What the exercise asks
Lay out all of the data below as a CSV with two columns named input and mask, one row for each text-and-answer pair. Put the text in input and its answer in mask, with every field in double quotes and line breaks replaced by spaces.

Boundary annotation data
[start]
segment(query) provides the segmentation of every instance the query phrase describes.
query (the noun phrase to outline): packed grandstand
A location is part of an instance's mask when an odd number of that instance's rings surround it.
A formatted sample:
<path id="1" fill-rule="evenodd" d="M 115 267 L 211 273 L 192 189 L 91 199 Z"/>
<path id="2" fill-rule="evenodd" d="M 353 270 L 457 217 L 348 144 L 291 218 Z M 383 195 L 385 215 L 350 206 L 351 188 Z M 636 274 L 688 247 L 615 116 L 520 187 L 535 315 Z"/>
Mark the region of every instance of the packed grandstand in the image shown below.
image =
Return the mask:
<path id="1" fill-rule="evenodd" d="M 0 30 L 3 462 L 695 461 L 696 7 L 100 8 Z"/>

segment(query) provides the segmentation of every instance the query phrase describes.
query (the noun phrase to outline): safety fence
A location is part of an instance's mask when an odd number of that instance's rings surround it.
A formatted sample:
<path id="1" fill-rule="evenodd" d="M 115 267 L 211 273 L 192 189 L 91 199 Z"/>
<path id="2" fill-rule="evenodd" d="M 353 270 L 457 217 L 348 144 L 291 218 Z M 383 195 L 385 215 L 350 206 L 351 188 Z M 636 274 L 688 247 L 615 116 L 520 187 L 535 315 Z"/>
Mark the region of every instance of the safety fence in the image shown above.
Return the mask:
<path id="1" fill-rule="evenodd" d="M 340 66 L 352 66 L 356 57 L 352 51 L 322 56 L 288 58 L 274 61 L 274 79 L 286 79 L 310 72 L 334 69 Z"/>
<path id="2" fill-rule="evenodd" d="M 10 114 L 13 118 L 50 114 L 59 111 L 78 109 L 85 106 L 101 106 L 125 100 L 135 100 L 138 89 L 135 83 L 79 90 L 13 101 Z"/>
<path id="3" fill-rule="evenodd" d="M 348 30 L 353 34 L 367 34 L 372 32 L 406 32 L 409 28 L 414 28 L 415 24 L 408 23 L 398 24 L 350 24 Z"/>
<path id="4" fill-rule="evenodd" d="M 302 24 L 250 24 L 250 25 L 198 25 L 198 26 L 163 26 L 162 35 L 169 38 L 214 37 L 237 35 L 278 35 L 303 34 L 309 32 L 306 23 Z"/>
[end]
Answer to the task
input,mask
"segment(query) provides the segmentation of every instance the query phrase describes. query (the noun phrase to outline): packed grandstand A location is part of an instance's mask when an odd number of that instance's rings surround it. A formatted sample: <path id=""1"" fill-rule=""evenodd"" d=""M 115 267 L 211 273 L 192 189 L 91 199 Z""/> <path id=""2"" fill-rule=""evenodd"" d=""M 353 270 L 457 217 L 348 144 L 291 218 Z M 383 195 L 385 215 L 350 206 L 351 188 Z M 636 274 L 688 247 L 615 116 L 520 187 L 535 315 Z""/> Mark the region of every instance of the packed grandstand in the image shown below. image = Return the mask:","<path id=""1"" fill-rule=""evenodd"" d=""M 0 30 L 3 462 L 695 461 L 696 7 L 100 8 Z""/>"
"segment(query) provides the segmentation of every instance the query phrase describes. query (the noun phrase to outline): safety fence A location is part of an instance's mask when an odd number of that instance's rings surround it. A formatted sample: <path id=""1"" fill-rule=""evenodd"" d=""M 115 267 L 211 273 L 192 189 L 91 199 Z""/> <path id=""2"" fill-rule=""evenodd"" d=""M 353 270 L 457 217 L 348 144 L 291 218 Z M 383 195 L 385 215 L 350 206 L 351 188 Z M 636 274 L 688 247 L 615 116 L 520 187 L 535 315 Z""/> Mark the region of every instance of the safety fence in the image shown above. Return the mask:","<path id=""1"" fill-rule=""evenodd"" d=""M 340 66 L 352 66 L 356 57 L 352 51 L 322 56 L 288 58 L 274 61 L 274 79 L 286 79 L 310 72 L 334 69 Z""/> <path id=""2"" fill-rule=""evenodd"" d=""M 10 114 L 13 118 L 50 114 L 59 111 L 78 109 L 85 106 L 101 106 L 125 100 L 135 100 L 138 89 L 135 83 L 79 90 L 13 101 Z""/> <path id=""3"" fill-rule=""evenodd"" d=""M 348 30 L 353 34 L 367 34 L 372 32 L 406 32 L 409 28 L 414 28 L 415 24 L 408 23 L 398 24 L 350 24 Z""/> <path id=""4"" fill-rule=""evenodd"" d=""M 302 24 L 250 24 L 250 25 L 198 25 L 198 26 L 163 26 L 162 35 L 169 38 L 214 37 L 237 35 L 278 35 L 303 34 L 309 32 L 306 23 Z""/>"